Format the lines of the entries below as a JSON list of strings, with one string per line and blank lines omitted.

*** Record excerpts ***

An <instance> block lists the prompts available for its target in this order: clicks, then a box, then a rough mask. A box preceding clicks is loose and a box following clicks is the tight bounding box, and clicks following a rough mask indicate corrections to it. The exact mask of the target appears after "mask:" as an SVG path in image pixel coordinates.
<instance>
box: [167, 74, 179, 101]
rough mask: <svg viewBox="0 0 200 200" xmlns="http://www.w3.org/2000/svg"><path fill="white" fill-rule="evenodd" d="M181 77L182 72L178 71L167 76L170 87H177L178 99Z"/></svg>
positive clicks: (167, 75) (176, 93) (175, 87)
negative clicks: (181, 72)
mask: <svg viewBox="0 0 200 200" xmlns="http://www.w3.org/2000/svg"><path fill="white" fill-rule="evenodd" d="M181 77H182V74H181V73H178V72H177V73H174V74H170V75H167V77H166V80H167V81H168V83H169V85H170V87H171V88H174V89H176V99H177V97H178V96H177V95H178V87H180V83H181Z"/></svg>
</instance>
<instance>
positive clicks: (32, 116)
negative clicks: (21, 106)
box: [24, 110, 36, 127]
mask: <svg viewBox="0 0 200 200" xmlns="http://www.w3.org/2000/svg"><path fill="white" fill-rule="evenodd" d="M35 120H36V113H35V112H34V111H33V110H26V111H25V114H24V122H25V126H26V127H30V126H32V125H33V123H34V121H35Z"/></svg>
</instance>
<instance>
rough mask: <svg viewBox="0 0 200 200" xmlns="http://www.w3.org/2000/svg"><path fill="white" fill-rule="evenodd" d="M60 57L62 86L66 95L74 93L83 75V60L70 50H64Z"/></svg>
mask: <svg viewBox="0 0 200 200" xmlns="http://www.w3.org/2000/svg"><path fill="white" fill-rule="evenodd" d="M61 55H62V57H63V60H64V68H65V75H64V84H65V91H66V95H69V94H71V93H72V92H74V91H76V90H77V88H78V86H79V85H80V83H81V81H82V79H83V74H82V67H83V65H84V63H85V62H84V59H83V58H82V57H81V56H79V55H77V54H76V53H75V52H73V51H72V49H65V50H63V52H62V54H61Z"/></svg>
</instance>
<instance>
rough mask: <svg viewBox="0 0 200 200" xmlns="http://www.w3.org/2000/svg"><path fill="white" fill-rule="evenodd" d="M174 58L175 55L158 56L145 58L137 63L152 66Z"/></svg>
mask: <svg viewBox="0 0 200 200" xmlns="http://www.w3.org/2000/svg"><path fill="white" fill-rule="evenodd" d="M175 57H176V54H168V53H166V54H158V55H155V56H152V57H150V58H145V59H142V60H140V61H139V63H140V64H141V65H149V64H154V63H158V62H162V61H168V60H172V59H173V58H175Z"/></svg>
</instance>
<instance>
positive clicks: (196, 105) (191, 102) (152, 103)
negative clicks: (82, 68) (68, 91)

***

Finished task:
[
  "An <instance> block lists the prompts available for its target in this order: clicks, then a box, then a rough mask. A box preceding clicks is loose and a box following clicks is the tight bounding box, and clicks following a rough mask indicate corrections to it. The exact mask of the target appears after \"mask:\" as an SVG path in image pixel coordinates.",
  "<instance>",
  "box: [167, 74, 179, 101]",
  "rough mask: <svg viewBox=\"0 0 200 200\" xmlns=\"http://www.w3.org/2000/svg\"><path fill=\"white\" fill-rule=\"evenodd\" d=\"M181 77L182 72L178 71L167 76L170 87H177L178 99Z\"/></svg>",
  "positive clicks: (167, 75) (176, 93) (175, 87)",
  "negative clicks: (181, 72)",
  "mask: <svg viewBox=\"0 0 200 200\" xmlns=\"http://www.w3.org/2000/svg\"><path fill=\"white\" fill-rule=\"evenodd\" d=\"M181 77H182V74H181V73H178V72H177V73H174V74H170V75H167V77H166V80H167V81H168V83H169V85H170V87H171V88H174V89H176V99H177V97H178V96H177V95H178V87H180V83H181Z\"/></svg>",
  "</instance>",
  "<instance>",
  "positive clicks: (32, 116)",
  "negative clicks: (21, 106)",
  "box: [24, 110, 36, 127]",
  "mask: <svg viewBox=\"0 0 200 200\" xmlns=\"http://www.w3.org/2000/svg\"><path fill=\"white\" fill-rule=\"evenodd\" d=\"M35 120H36V113H35V112H34V111H33V110H26V111H25V114H24V122H25V126H26V127H30V126H32V125H33V123H34V121H35Z\"/></svg>",
  "</instance>",
  "<instance>",
  "rough mask: <svg viewBox=\"0 0 200 200\" xmlns=\"http://www.w3.org/2000/svg\"><path fill=\"white\" fill-rule=\"evenodd\" d=\"M60 57L62 86L66 95L74 93L83 75V60L70 50H64Z\"/></svg>",
  "mask: <svg viewBox=\"0 0 200 200\" xmlns=\"http://www.w3.org/2000/svg\"><path fill=\"white\" fill-rule=\"evenodd\" d=\"M61 55H62V57H63V60H64V68H65V75H64V84H65V91H66V95H69V94H71V93H72V92H74V91H76V90H77V88H78V86H79V85H80V83H81V81H82V79H83V74H82V67H83V65H84V63H85V62H84V59H83V58H82V57H81V56H79V55H77V54H76V53H75V52H73V51H72V49H65V50H63V52H62V54H61Z\"/></svg>",
  "</instance>",
  "<instance>",
  "rough mask: <svg viewBox=\"0 0 200 200\" xmlns=\"http://www.w3.org/2000/svg\"><path fill=\"white\" fill-rule=\"evenodd\" d=\"M174 58L175 55L158 56L145 58L137 63L152 66Z\"/></svg>",
  "mask: <svg viewBox=\"0 0 200 200\" xmlns=\"http://www.w3.org/2000/svg\"><path fill=\"white\" fill-rule=\"evenodd\" d=\"M175 57H176V54H168V53H166V54H158V55H155V56H152V57H150V58H145V59H142V60H140V61H139V63H140V64H141V65H149V64H154V63H158V62H162V61H168V60H172V59H173V58H175Z\"/></svg>",
  "</instance>",
  "<instance>",
  "positive clicks: (196, 105) (191, 102) (152, 103)",
  "negative clicks: (82, 68) (68, 91)"
]